[Point localization data]

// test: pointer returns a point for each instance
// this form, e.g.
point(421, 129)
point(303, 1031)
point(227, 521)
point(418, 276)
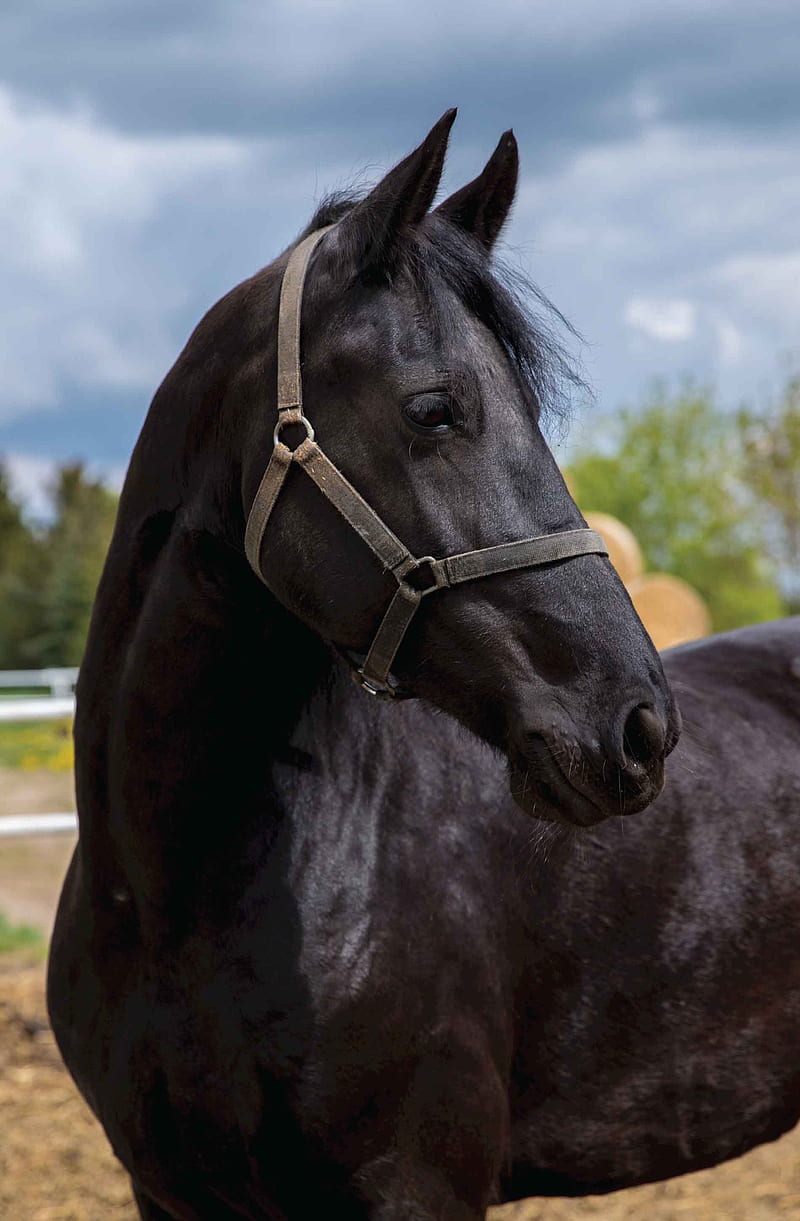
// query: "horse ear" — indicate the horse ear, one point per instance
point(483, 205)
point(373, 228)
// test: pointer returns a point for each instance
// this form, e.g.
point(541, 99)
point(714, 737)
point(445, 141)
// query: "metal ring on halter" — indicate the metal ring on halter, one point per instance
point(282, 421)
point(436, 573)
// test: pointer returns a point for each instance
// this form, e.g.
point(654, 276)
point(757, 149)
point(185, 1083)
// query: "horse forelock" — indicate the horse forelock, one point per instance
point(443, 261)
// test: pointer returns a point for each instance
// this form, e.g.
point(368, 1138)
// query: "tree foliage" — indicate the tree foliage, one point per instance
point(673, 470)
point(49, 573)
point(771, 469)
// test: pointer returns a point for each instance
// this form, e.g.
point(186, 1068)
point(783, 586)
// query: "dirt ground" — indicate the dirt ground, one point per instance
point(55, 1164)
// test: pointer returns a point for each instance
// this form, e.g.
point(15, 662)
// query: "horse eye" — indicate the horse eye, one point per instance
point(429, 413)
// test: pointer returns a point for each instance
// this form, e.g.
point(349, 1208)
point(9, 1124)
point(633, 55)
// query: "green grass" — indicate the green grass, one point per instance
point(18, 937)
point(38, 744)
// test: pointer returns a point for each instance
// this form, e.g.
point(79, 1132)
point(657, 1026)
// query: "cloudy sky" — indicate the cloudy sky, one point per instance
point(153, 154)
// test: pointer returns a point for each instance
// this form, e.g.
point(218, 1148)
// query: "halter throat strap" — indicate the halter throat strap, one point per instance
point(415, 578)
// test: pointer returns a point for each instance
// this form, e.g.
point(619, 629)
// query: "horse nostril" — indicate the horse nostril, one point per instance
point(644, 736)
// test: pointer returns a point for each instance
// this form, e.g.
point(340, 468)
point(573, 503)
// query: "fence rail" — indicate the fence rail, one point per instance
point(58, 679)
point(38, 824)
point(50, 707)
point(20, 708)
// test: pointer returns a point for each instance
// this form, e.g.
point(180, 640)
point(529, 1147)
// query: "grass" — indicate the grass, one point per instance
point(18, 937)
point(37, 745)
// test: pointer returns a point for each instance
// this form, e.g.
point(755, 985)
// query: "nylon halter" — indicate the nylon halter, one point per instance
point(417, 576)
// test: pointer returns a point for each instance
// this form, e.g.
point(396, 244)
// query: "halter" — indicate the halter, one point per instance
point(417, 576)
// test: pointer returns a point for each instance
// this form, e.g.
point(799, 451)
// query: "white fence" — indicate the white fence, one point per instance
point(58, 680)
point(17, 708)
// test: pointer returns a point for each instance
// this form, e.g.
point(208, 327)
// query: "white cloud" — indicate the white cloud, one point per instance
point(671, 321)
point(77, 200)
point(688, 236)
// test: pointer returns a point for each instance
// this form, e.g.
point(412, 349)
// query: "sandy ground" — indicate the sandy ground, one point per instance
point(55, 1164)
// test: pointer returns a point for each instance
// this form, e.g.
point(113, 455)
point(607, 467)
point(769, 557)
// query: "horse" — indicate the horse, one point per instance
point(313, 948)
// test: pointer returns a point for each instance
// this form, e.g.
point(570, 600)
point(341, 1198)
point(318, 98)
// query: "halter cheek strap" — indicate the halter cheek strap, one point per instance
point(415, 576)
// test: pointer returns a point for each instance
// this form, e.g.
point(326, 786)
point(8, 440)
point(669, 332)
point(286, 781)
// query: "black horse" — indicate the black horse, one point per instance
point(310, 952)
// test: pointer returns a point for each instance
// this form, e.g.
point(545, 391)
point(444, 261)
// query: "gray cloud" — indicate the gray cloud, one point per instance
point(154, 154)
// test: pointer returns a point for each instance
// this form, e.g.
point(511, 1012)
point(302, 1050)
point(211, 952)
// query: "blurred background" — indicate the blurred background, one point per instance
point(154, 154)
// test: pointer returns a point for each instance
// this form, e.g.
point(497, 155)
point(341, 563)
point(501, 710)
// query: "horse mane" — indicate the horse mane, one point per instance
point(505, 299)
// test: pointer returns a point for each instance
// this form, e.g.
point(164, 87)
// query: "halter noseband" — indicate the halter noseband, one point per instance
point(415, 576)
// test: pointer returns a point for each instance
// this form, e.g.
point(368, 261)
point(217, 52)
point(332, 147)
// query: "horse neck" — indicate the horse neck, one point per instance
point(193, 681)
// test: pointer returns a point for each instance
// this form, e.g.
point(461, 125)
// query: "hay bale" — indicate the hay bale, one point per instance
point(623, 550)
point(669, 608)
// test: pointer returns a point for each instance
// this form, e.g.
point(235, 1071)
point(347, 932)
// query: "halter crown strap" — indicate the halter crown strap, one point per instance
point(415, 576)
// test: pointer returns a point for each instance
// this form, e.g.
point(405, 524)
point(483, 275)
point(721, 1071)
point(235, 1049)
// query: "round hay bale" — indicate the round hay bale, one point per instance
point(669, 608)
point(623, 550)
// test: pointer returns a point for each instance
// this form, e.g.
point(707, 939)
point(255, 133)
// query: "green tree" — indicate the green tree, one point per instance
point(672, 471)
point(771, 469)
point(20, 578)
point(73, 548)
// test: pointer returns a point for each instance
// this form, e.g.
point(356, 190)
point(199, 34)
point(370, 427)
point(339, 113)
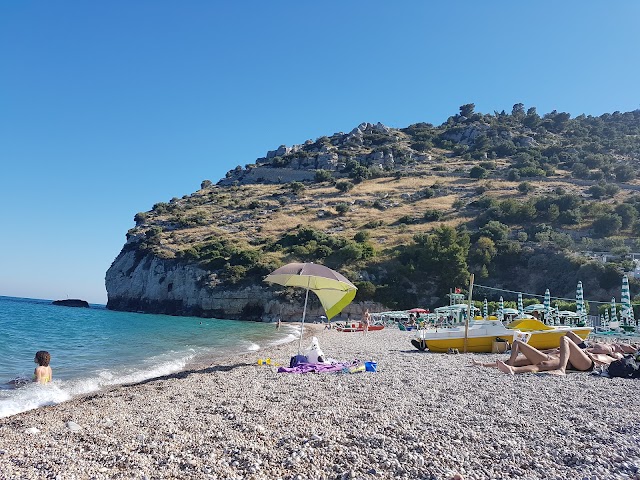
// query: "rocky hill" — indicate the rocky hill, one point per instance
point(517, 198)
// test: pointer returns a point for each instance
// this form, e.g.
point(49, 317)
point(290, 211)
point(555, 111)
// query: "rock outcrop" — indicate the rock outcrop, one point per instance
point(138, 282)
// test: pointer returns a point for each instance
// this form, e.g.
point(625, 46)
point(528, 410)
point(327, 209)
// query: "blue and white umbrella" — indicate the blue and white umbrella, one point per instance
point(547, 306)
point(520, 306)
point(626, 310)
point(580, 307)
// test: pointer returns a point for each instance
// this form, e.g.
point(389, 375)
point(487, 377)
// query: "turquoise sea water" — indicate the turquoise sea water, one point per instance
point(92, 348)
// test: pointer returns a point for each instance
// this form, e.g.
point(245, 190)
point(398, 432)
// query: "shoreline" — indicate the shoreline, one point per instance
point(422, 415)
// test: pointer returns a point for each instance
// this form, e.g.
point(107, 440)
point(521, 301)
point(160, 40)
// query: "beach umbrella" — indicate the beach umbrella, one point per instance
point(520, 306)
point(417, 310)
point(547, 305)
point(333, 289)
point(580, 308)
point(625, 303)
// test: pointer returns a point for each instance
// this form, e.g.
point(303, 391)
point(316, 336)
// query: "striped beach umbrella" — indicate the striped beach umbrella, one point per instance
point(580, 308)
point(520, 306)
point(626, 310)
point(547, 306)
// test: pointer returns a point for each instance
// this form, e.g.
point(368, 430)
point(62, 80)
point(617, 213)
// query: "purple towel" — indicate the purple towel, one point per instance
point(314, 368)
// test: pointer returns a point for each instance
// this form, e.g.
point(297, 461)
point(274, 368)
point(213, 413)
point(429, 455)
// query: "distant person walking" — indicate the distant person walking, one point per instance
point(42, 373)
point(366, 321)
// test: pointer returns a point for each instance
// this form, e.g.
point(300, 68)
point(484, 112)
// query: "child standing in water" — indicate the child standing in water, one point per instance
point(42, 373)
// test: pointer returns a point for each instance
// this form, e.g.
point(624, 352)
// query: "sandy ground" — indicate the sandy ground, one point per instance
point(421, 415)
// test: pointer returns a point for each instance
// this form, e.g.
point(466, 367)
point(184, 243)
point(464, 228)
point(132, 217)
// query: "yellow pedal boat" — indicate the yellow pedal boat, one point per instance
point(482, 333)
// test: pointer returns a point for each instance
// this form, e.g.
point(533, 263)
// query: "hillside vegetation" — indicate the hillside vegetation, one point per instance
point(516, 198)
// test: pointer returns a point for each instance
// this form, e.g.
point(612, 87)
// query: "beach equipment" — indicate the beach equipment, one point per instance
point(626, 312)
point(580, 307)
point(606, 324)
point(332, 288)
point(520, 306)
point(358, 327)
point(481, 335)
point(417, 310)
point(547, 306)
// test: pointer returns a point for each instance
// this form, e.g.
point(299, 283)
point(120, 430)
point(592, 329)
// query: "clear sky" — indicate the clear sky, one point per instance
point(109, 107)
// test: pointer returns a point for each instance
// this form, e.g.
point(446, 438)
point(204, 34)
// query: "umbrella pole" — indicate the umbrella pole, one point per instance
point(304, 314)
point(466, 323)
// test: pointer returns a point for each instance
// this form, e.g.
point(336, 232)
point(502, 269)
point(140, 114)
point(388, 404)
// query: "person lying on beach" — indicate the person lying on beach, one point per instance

▶ _Work item_: Of the lines above, output exactly those from the line bearing "striped beach umbrella, one point per instance" through the line bearing "point(132, 217)", inclusive.

▶ _Answer section_:
// query: "striped beach umbrella" — indicate the striped beach umbrella, one point per instance
point(580, 308)
point(520, 306)
point(626, 310)
point(547, 306)
// test: pointer returns a point for each instance
// this form, e.g.
point(368, 430)
point(62, 80)
point(617, 213)
// query: "purple towel" — indicate the purple towel, one point per instance
point(314, 368)
// test: pointer returns a point for each instance
// this form, e.g.
point(297, 461)
point(274, 368)
point(213, 413)
point(429, 455)
// query: "distant person walking" — indicate the distant person walking, one point per instance
point(42, 373)
point(366, 321)
// test: pointer returns a point for each instance
// this form, e.g.
point(300, 68)
point(484, 112)
// query: "child standing in water" — indicate the child standing in water, one point per instance
point(42, 373)
// test: pointer returns a point for each instance
// this form, e.g.
point(624, 352)
// query: "sandy ground" — indicate the sandy ground, one point per instance
point(421, 415)
// test: pointer returns a point for each instance
// this form, e.g.
point(466, 367)
point(184, 243)
point(464, 228)
point(132, 217)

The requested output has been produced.